• _WHAT IS EXPECTED_:
Reproduce the records below from their start down through the line that contains "[[604, 288, 639, 325]]", swapping "on cheek" for "on the cheek" and changing nothing else. Leave the pictures out of your answer.

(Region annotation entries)
========================

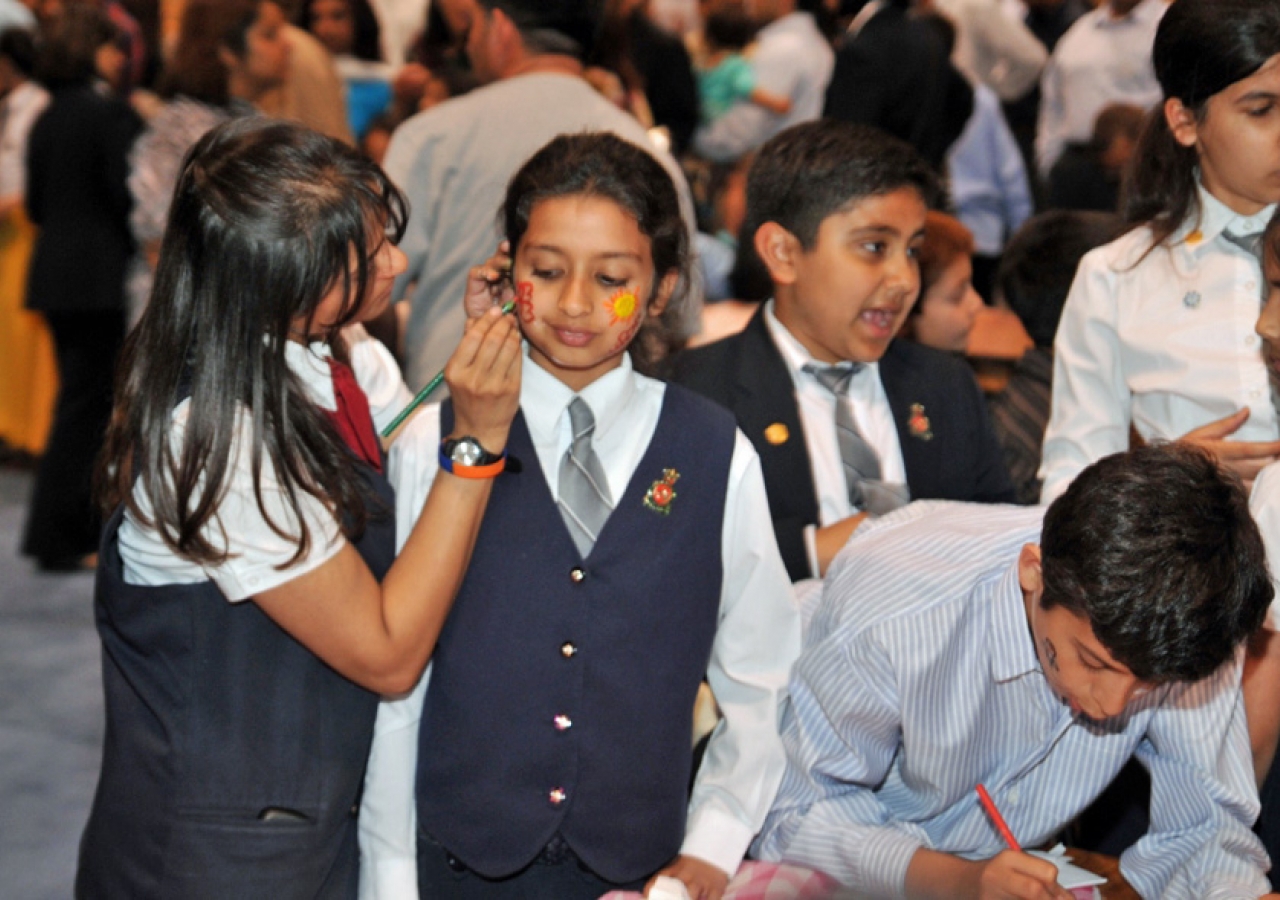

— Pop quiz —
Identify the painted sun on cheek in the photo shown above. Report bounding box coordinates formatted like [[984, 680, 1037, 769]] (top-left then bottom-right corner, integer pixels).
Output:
[[604, 288, 640, 325], [516, 282, 534, 325]]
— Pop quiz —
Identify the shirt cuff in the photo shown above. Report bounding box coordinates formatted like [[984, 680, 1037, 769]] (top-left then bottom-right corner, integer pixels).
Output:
[[804, 525, 822, 579], [680, 804, 753, 878], [860, 827, 922, 897], [360, 859, 417, 900]]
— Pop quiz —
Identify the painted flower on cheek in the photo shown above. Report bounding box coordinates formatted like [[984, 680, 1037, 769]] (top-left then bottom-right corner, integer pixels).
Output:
[[604, 288, 639, 325]]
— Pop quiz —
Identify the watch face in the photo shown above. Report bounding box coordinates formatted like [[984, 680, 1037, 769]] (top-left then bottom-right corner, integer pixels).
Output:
[[449, 438, 484, 466]]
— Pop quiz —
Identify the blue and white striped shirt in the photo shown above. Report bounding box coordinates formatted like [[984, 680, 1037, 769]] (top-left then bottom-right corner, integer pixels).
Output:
[[754, 502, 1268, 900]]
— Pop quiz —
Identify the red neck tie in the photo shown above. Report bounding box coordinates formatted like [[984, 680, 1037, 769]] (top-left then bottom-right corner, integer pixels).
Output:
[[328, 358, 383, 472]]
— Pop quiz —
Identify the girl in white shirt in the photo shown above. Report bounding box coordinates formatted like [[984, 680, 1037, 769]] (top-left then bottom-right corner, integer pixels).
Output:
[[1041, 0, 1280, 503], [77, 118, 520, 897]]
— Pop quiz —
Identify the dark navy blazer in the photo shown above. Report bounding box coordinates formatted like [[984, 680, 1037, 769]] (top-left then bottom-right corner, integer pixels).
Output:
[[671, 309, 1014, 581]]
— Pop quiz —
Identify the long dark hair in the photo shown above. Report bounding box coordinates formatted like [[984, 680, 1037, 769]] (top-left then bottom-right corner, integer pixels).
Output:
[[100, 117, 406, 562], [294, 0, 383, 63], [499, 132, 689, 373], [36, 4, 120, 91], [1123, 0, 1280, 247]]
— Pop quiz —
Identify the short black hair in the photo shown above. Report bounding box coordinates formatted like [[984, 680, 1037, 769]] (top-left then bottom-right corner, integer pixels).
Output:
[[476, 0, 604, 60], [0, 27, 36, 78], [744, 119, 942, 250], [996, 210, 1124, 347], [1041, 443, 1274, 684], [36, 4, 120, 91]]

========================

• _RESULT OF THIS TASK_:
— Pop quiz —
Identify the painted sun on the cheek in the photo shown above. Report bounding box coordinates formatted like [[984, 680, 1037, 769]] (top-left then bottom-right corner, integer pixels).
Output:
[[604, 288, 640, 325], [516, 282, 534, 325]]
— Pop quiz —
Identify the shirt cuff in the photo shown above. Report bounding box coordinates formatted like [[984, 680, 1037, 769]] (top-left then bottom-right corner, integer pixels).
Output:
[[804, 525, 822, 579], [680, 804, 753, 878], [860, 827, 922, 897], [360, 859, 417, 900]]
— Pop quiz —
Identify the painted flower on the cheek in the photo shown above. Report bounding box coordinates formatted like [[984, 680, 1037, 769]] (top-left then bottom-right corner, integer pixels).
Output:
[[604, 288, 639, 325]]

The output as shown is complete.